>>>>
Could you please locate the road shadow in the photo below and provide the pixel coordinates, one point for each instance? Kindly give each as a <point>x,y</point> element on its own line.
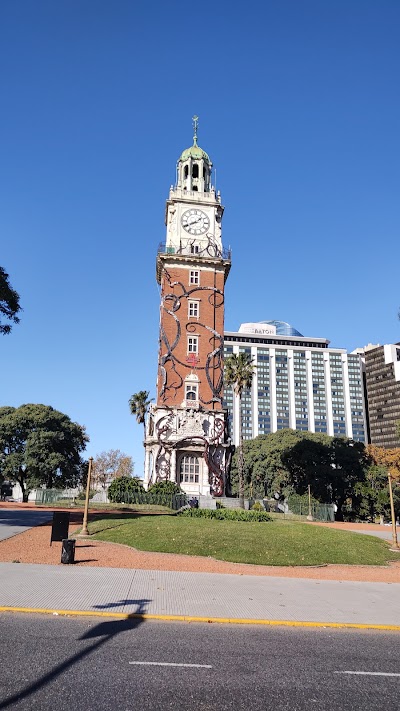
<point>102,633</point>
<point>141,605</point>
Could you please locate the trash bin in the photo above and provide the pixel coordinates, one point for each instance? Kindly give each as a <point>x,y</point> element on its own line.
<point>68,551</point>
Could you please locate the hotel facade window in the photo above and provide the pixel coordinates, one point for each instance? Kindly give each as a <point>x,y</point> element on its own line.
<point>299,383</point>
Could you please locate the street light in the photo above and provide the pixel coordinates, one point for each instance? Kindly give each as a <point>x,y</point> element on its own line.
<point>84,531</point>
<point>310,516</point>
<point>395,544</point>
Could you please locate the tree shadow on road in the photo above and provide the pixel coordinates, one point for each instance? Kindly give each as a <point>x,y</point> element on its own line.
<point>103,633</point>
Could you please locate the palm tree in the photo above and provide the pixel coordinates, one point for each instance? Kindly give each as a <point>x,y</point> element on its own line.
<point>139,405</point>
<point>239,371</point>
<<<<
→ Directions: Leave out every picture and copy the rest of the records exactly.

→ Full answer:
Could you please locate the road shadow in the photo below and provide the pixel coordinates, one point for each instance? Kindly give each as a <point>x,y</point> element on its own line.
<point>102,633</point>
<point>141,605</point>
Could you please locate the trash bin in the photo above and provide the pixel coordinates, one point for each instance? Kindly give each as a <point>x,y</point> element on its own line.
<point>68,551</point>
Could you please locate the hotel facade window in the photo above and provide the pixel coordinates, one point for each instance? Kindly give each as a <point>x,y</point> element on its own line.
<point>299,383</point>
Could you please locate the street light in the photo above and provide the pixel coordinates, one point for each instance? Kindly give each as a <point>x,y</point> element on its own line.
<point>84,531</point>
<point>310,516</point>
<point>395,544</point>
Could you please locate the tree shadow on road in the photo above and provide the pixel coordinates, one point for each instance? Kindly give each as a <point>x,y</point> element on its own line.
<point>103,633</point>
Could you please locate the palm tree in the photo above and provide the pixel coordinates, one point for each instance? Kindly give each as a <point>x,y</point> element on its own line.
<point>139,405</point>
<point>239,371</point>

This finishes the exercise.